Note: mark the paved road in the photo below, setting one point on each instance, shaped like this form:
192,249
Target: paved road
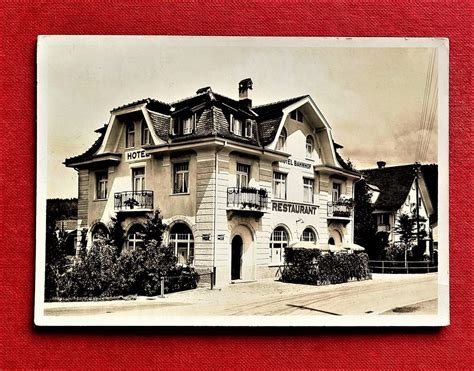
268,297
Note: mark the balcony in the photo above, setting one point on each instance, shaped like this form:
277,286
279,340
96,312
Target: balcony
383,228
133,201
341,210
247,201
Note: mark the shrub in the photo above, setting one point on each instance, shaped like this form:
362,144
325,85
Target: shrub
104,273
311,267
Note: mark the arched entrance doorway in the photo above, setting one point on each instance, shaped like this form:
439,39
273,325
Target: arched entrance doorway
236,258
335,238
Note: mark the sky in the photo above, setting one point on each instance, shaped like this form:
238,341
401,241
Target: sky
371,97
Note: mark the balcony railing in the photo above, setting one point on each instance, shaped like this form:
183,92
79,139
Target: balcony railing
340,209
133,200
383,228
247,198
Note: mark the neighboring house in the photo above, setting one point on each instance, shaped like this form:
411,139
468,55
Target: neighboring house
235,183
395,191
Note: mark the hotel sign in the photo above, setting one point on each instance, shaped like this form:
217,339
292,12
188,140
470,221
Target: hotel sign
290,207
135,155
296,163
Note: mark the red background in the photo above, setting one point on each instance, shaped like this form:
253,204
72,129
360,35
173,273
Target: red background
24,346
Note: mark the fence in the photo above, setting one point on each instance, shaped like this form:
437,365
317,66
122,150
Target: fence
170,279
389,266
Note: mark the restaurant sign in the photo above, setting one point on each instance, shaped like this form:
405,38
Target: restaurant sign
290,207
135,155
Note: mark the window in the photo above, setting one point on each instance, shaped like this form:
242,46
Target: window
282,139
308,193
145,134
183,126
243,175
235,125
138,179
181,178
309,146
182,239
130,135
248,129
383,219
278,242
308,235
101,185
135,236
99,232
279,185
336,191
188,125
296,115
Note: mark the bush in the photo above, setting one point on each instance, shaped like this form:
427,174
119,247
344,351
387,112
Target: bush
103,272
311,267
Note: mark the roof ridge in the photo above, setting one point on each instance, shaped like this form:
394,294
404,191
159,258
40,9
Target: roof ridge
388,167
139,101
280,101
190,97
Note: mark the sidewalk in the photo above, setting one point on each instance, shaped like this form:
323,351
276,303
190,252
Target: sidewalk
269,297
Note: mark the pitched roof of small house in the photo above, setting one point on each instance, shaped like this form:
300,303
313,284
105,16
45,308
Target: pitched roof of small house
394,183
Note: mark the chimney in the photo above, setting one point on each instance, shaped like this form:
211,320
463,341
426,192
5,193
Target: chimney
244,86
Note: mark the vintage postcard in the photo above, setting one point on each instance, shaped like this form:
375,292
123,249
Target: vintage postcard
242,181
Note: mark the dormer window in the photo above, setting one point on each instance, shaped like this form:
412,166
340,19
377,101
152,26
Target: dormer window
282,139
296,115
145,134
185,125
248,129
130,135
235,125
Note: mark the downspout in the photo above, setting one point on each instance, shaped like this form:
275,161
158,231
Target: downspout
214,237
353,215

· · · · ·

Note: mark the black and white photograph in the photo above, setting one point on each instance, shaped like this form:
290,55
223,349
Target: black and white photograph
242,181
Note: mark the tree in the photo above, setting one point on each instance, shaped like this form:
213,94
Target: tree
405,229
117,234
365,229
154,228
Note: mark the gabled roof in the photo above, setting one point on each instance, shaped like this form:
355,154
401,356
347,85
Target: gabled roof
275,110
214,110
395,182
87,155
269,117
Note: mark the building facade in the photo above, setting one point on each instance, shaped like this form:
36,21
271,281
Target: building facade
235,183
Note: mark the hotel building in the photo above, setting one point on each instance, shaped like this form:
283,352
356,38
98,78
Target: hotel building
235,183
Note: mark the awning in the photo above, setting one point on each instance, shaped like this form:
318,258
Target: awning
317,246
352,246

· · · · ·

Action item
From the listing above, the lines starting with the one that has "Note: mark the roof" and running through the one that has "Note: mark the sidewalk" should be copied exactly, ends included.

Exercise result
Note: mark the roof ridge in the photo above, setting one point on each instance, shaped like this form:
394,294
404,191
159,258
40,9
Target: roof ridge
388,167
139,101
280,101
190,97
Note: mark the sidewalk in the photo above, setting one point on each instance, shaped like this form:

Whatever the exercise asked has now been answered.